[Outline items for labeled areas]
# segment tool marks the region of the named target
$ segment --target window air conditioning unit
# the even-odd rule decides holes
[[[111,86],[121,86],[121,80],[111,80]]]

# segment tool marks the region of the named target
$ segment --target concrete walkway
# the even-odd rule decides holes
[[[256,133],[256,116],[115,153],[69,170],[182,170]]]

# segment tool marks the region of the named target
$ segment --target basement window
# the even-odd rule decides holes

# [Given task]
Rewrite every line of the records above as a numbered list, leaving out the blank lines.

# [Response below]
1. # segment tool marks the region of the named target
2. $ segment --target window air conditioning unit
3. # the even-odd rule decides holes
4. [[[111,86],[121,86],[121,80],[111,80]]]
5. # segment tool marks the region of the named target
6. $ segment --target concrete walkway
7. # the even-odd rule decides holes
8. [[[256,133],[256,116],[115,153],[69,170],[182,170]]]
9. # segment tool marks the region of the named target
10. $ segment --target basement window
11. # the even-odd rule decides holes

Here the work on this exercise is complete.